▶ _OBJECTIVE_:
Continue the SBrain notebook walkthrough on training a ResNet model on CIFAR-10, picking up right after its last code cell.

▶ _SOURCE DOCUMENT_:
[start]
The model function we defined above captures the structure of the network, loss and training operation. The next step is to tie this up to other **SBrain** abstractions.

Here, we define a new **SBrain** classification estimator, passing in the same model_function that we defined earlier. This gives us an **SBrain** object which packages your model function.

In [None]:
classification_estimator = Estimator.NewClassificationEstimator(model_fn=cifar_model_function)
name = uniquify("ResnetCifar10InputFunc")
saved_estimator = Estimator.create(estimator_name=name,
                                   description="ResNet Cifar10 estimator trial",
                                   estimator_obj=classification_estimator)

all_resnet_estimators = Estimator.search(estimator_name=name)

In [None]:
run_config = RunConfig(no_of_ps=1, no_of_workers=4, summary_save_frequency=10, run_eval=False, use_gpu=False)
hyper_parameters = HParams(iterations=50,
                       batch_size=8,
                       batch_norm_decay=0.9,
                       batch_norm_epsilon=1e-5,
                       weight_decay=2e-4,
                       learning_rate=0.1)

experiment_name1 = uniquify("Resnet_CIFAR10_model")

experiment1 = Experiment.run(experiment_name=experiment_name1,
                                description="ResNet Model trained on Cifar10 data",
                                estimator=saved_estimator,
                                hyper_parameters=hyper_parameters,
                                run_config=run_config,
                                dataset_version_split=None,
                                input_function=input_function)

experiment1.list_jobs()
experiment1.wait_until_finish()
experiment1.report_status()

In [None]:
job = LearningJob.lookup(experiment_name1)
model1 = job.get_model()
print(model1.model_metrics)
[end]
▶ _DATASET CONTENT_:
[start]
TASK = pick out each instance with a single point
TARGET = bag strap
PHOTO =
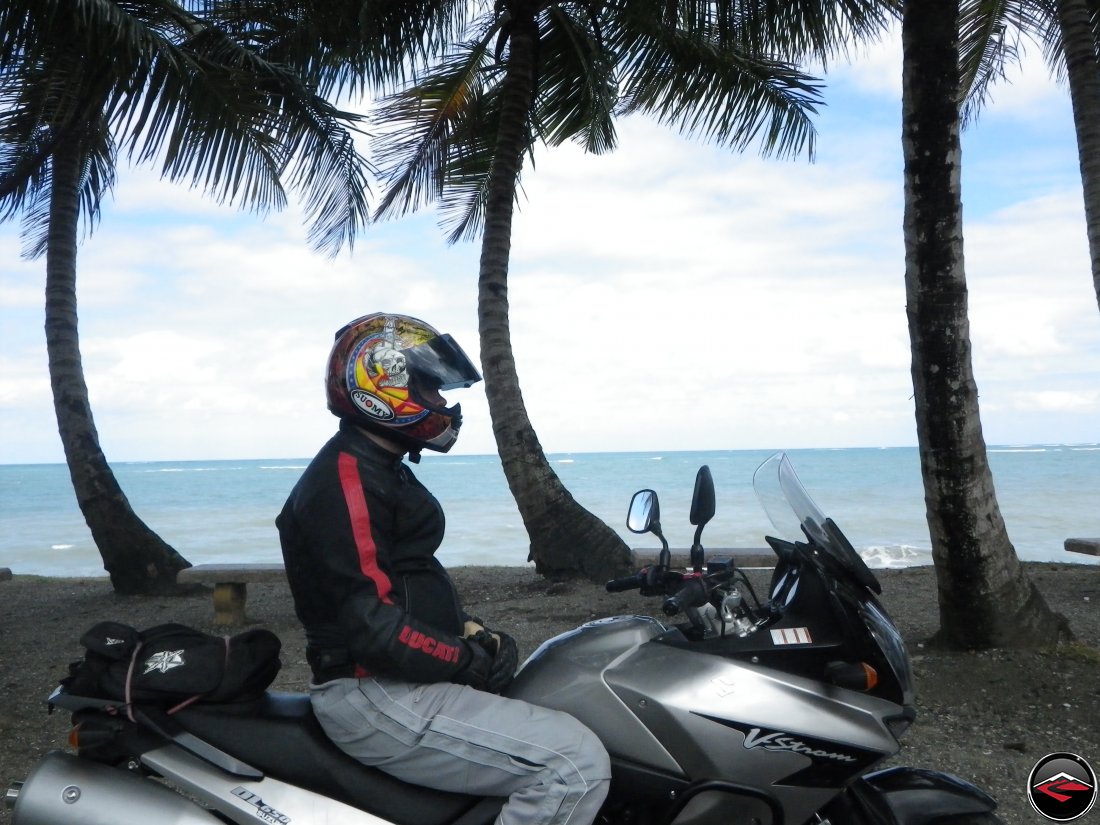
[end]
▶ _EXPECTED ANSWER_:
### Inference using the built model

In [None]:
from sbrain.serving.model_service_endpoint import *

end_point_name1="ep_{}".format(model1.model_name)
mep1 = ModelEndpoint.create(model=model1, 
                           endpoint_name=end_point_name1,
                           description=end_point_name1, 
                           number_of_service_replicas=1, 
                           gpu_required=False)

mep1.search(endpoint_name=end_point_name1)


In [None]:
import glob

import base64
def encode_img(img_path):
    with open(img_path, "rb") as imageFile:
        str = base64.b64encode(imageFile.read())
        return str.decode("utf-8")
    
with open("prediction_input.csv", "r") as f:
    records = f.readlines()

records = list(map(lambda x: x.strip().split(","), records))
encoded_imgs = [encode_img(records[0][0])]
        
features_dict = {}
features_dict['features'] = encoded_imgs
result = mep1.predict(features_dict)
print(result)

## Retrieving Model Checkpoint and Transfer Learning With Changed Predict Outputs In Model Function

In [None]:
checkpoint = model1.get_model_checkpoint()
transfer_learning_config = TransferLearningConfig(
    model_checkpoint=checkpoint, 
    vars_to_load=".*", 
    load_only_trainable_vars=True)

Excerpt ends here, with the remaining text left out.